**Provided text:**
The balance of power shift in the Gulf had moved the United States uneasily closer to Iran.
Meanwhile, what Wright calls the "Second Republic" phase of the revolution began. The Ayatollah Khomeini, the revolution's charismatic leader who had returned from abroad after the Shah's ouster, died in 1989. In the wake of his death, a movement for political and social reform developed strength. This started with the election of President Ali Akbar Hashemi Rafsanjani, who embraced more assistance from and contacts with the West, and culminated in the election of reformer Ali Mohammed Khatami-Ardakani as president in 1997.
Since Khatami's election, hopes for reestablishing a diplomatic relationship with Iran have swelled. Soon after his election Khatami made waves in an interview with CNN, when he said that he "respected" the United States and advocated "dialogue and understanding between two nations, especially between their scholars and thinkers." Soon after, limited cultural exchanges between Iran and the U.S. began.
Despite this détente, however, throughout Khatami's first term as president it was clear that the opponents of reform remained strong. Khatami and the moderates had little control over the military and intelligence services, which assassinated some opposition figures and closed many reformist publications. "We were all hopeful that Khatami would do something," says Wright. "But we've all found that he's not the person who's going to make the transition. He hasn't had the willingness or ability to overcome the hard-liners. A lot of people are disappointed."
Still, the rough path toward a renewed diplomatic relationship continued. In March 2000 Secretary of State Madeleine Albright extended an olive branch of sorts. She acknowledged America's role in overthrowing Mossadegh in 1953 and supporting the Shah, who "brutally repressed political dissent." And she slammed America's "shortsighted" support of Iraq during its war with Iran in the 1980s.
"As in any diverse society, there are many currents swirling about in Iran," Albright said. "Some are driving the country forward; others are holding it back. The question both countries now face is whether to allow the past to freeze the future; or to find a way to plant the seeds of a new relationship that will enable us to harvest shared advantages in years to come, not more tragedies."

**Source material:**

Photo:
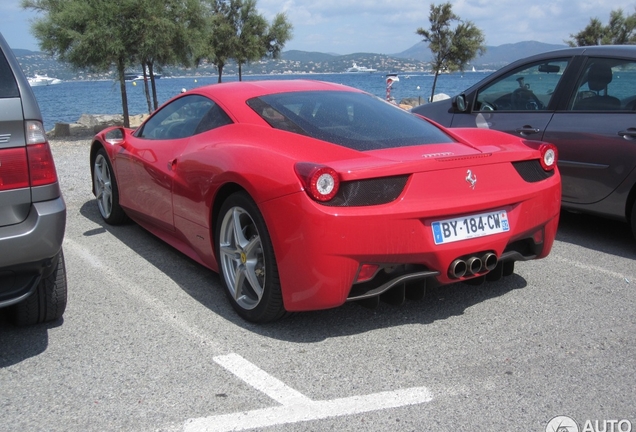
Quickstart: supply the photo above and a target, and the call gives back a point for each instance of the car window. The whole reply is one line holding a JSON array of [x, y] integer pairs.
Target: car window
[[8, 86], [350, 119], [184, 117], [606, 85], [529, 88]]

**What needs to be done:**
Please answer these questions using the text on Iran and the United States:
1. In what year did the Ayatollah Khomeini die?
2. In his interview with CNN, what did Khatami say he "respected"?
3. In what month and year did Madeleine Albright extend an olive branch of sorts?

**Solution for this problem:**
1. 1989
2. The United States
3. March 2000